Directions
Output each line from the one that contains "point_to(query) identifies every instance of the cat's eye" to the final line of the data below, exactly, and include nothing else.
%%
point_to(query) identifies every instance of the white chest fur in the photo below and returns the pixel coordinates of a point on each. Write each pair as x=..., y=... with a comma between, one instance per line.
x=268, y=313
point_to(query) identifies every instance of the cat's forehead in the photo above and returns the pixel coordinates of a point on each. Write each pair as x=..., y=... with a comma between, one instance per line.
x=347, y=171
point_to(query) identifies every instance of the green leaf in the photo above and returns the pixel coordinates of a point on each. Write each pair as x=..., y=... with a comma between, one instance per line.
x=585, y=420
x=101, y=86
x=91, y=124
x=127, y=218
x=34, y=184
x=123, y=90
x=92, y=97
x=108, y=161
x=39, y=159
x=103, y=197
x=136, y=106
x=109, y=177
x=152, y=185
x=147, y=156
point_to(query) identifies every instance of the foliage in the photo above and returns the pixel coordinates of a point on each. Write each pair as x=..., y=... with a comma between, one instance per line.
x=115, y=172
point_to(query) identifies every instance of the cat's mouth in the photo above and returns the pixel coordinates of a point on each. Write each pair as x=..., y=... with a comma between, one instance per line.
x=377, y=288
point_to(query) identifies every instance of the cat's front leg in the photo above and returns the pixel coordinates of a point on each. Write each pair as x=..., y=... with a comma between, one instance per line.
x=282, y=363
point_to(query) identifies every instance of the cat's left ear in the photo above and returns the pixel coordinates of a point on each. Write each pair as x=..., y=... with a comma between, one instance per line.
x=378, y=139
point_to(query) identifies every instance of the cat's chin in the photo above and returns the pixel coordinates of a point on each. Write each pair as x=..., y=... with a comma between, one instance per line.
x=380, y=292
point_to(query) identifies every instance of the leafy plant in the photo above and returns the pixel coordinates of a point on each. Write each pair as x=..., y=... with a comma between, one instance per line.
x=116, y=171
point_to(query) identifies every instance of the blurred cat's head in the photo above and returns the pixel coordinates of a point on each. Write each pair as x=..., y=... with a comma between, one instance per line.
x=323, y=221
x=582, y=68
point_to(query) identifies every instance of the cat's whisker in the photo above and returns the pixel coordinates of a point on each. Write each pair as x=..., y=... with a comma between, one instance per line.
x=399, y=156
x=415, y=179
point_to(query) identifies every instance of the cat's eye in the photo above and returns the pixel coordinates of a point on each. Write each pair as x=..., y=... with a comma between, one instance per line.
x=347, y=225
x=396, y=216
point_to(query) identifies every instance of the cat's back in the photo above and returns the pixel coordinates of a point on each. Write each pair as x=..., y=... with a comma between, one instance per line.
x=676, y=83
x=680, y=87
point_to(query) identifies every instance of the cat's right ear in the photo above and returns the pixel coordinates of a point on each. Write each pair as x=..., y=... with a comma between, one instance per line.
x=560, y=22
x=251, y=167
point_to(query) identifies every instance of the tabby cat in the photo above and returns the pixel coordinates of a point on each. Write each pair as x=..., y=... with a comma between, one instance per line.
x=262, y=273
%%
The answer
point_to(query) identifies every instance of the cat's eye in the photo above and returns the pixel coordinates of a point on each. Write each pair as x=..., y=... with a comma between, one instance per line.
x=347, y=225
x=396, y=216
point_to(query) identifies every instance of the cat's back in the photo above and returns the pixel coordinates of a point on each. Write each pair as x=..., y=... with a comma between, one instance per line.
x=676, y=83
x=680, y=87
point_to(query) identifies every instance of the cat's right ear in the photo above and returns the pixel coordinates of a point on each. Write each pair as x=..., y=... with a comma between, one instance per line.
x=560, y=22
x=251, y=167
point_to(query) identifies every instance of the tabby cat in the photo above and returns the pixel coordinates of a point on each. Write each pair as x=..., y=... with a comma between, one instance per line.
x=262, y=273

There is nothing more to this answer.